-- 任务目标 1 --
请把条目中从包含“Expected: one point per instance of the marble”的那一行开始、到包含“(1240, 711)”的那一行结束的各行重新写出,将其中的“marble”替换为“granite”,其余内容一律不变。

在上述实施例的基础上,所述特征信息包括如下的一项或多项:连续语音帧的长度、识别概率、基音频率和能量值。
其中,连续语音帧的长度指的是连续语音帧的时间长度,可以统计获得,即连续语音帧 中多个音频帧的时长和。识别概率指的是连续语音帧为语音类型的概率,例如可以是连续语音帧中多个语音帧为语音类型的概率均值。基音频率指的是声带振动的频率,例如,连续语音帧的基音频率可以是连续语音帧中多个语音帧的基音频率均值。连续语音帧的能量值可以是连续语音帧中多个语音帧的能量值和或者能量值均值等。需要说明的是,上述特征信息都可以通过统计、计算等方式获得,在此不再赘述。
示例性的,有效的语音段(即语音类型的连续音频帧)具有时间长度较长、识别概率较大、基音频率较高或者能量值较大的特征,可以通过设置时长判别阈值、概率判别阈值、频率判别阈值或能量判别阈值对连续音频帧的特征信息进行判断,以确定连续音频帧的音频类型的判定结果是否正确,以得到已识别音频类型的判定状态。例如,若特征信息大于对应的设置阈值,则表明判定状态为正确,若特征信息小于或等于对应的设置阈值,则表明判定状态为错误。
在本公开实施例的一些示例实现方式中,所述基于已识别的连续音频帧的特征信息判定已识别音频类型的判定状态,包括:确定当前音频帧之前的连续语音帧的特征信息,基于特征信息和所述特征信息的判断阈值进行比对;基于比对结果确定所述已识别音频类型的判定状态。

-- 任务目标 2 --
请将上面关于语音帧判定的摘录中从“在上述实施例的基础上,所述特”开始、到“阈值,则表明判定状态为错误。”结束的部分一字不差地抄写下来。

-- 所示条目 --
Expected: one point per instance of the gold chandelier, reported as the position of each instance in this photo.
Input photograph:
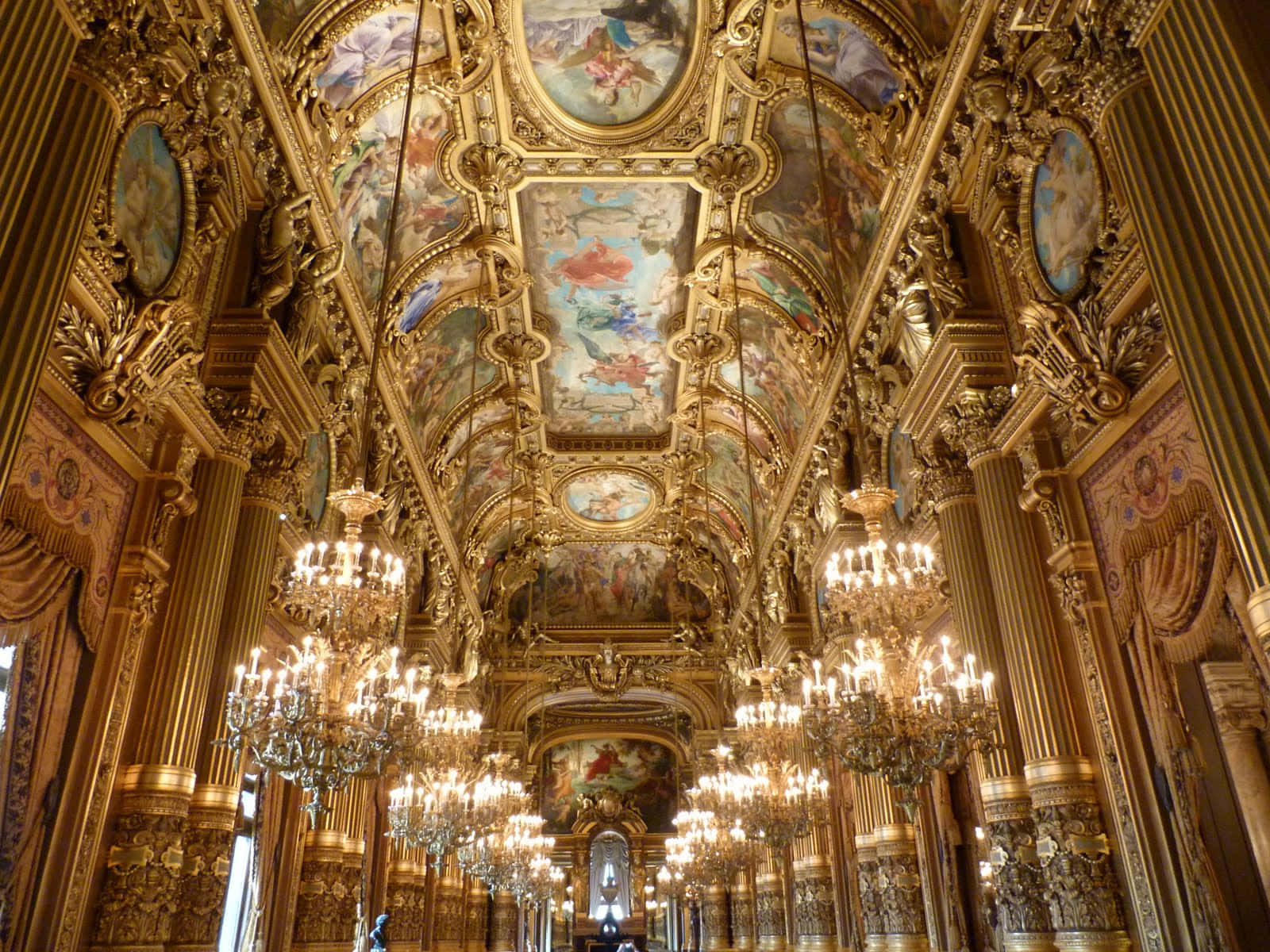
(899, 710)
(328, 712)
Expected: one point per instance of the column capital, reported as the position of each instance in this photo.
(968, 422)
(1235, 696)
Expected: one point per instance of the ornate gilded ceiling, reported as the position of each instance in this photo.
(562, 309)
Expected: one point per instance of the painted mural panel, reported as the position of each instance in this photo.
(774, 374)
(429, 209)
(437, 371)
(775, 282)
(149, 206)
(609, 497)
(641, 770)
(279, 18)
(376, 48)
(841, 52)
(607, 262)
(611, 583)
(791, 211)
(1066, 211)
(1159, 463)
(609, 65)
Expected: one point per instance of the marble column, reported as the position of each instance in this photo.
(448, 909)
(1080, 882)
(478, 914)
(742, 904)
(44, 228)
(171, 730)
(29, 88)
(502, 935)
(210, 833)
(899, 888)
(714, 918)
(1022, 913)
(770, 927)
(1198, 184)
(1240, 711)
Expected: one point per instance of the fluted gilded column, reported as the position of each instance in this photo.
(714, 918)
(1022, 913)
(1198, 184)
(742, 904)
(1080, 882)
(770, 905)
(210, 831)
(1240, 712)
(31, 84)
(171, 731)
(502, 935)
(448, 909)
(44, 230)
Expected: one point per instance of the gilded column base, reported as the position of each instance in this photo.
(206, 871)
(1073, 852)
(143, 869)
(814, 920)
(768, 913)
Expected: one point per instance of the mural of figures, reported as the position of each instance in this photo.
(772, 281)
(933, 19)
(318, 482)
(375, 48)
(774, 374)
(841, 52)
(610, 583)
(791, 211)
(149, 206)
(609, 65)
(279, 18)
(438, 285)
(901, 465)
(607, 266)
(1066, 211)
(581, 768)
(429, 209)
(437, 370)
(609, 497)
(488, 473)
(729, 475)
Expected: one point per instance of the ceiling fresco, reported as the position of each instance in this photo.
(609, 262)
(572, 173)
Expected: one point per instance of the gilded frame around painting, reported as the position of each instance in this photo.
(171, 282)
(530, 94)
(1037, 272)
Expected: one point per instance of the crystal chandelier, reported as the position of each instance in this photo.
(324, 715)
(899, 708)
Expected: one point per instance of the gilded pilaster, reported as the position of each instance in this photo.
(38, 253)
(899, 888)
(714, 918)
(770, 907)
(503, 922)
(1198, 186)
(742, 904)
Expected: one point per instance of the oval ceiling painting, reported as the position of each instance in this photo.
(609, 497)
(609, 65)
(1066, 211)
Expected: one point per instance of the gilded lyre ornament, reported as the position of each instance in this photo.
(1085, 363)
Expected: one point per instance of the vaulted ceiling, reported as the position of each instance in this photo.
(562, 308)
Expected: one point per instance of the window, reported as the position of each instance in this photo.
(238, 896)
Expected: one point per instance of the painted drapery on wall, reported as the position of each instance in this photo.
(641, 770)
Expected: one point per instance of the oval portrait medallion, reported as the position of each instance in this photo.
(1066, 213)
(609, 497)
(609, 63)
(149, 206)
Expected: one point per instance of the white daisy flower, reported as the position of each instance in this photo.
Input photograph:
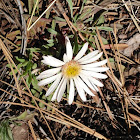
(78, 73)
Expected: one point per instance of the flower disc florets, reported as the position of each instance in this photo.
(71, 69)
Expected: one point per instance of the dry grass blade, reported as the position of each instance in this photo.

-- 正确答案 1 --
Expected: one point per instance of the granite column, reported as the position of each instance in this photo.
(448, 909)
(1080, 882)
(478, 914)
(742, 904)
(44, 228)
(171, 730)
(29, 88)
(502, 935)
(210, 833)
(899, 888)
(714, 918)
(1022, 913)
(770, 927)
(1198, 184)
(1240, 711)

-- 正确答案 2 --
在上述实施例的基础上,所述特征信息包括如下的一项或多项:连续语音帧的长度、识别概率、基音频率和能量值。
其中,连续语音帧的长度指的是连续语音帧的时间长度,可以统计获得,即连续语音帧 中多个音频帧的时长和。识别概率指的是连续语音帧为语音类型的概率,例如可以是连续语音帧中多个语音帧为语音类型的概率均值。基音频率指的是声带振动的频率,例如,连续语音帧的基音频率可以是连续语音帧中多个语音帧的基音频率均值。连续语音帧的能量值可以是连续语音帧中多个语音帧的能量值和或者能量值均值等。需要说明的是,上述特征信息都可以通过统计、计算等方式获得,在此不再赘述。
示例性的,有效的语音段(即语音类型的连续音频帧)具有时间长度较长、识别概率较大、基音频率较高或者能量值较大的特征,可以通过设置时长判别阈值、概率判别阈值、频率判别阈值或能量判别阈值对连续音频帧的特征信息进行判断,以确定连续音频帧的音频类型的判定结果是否正确,以得到已识别音频类型的判定状态。例如,若特征信息大于对应的设置阈值,则表明判定状态为正确,若特征信息小于或等于对应的设置阈值,则表明判定状态为错误。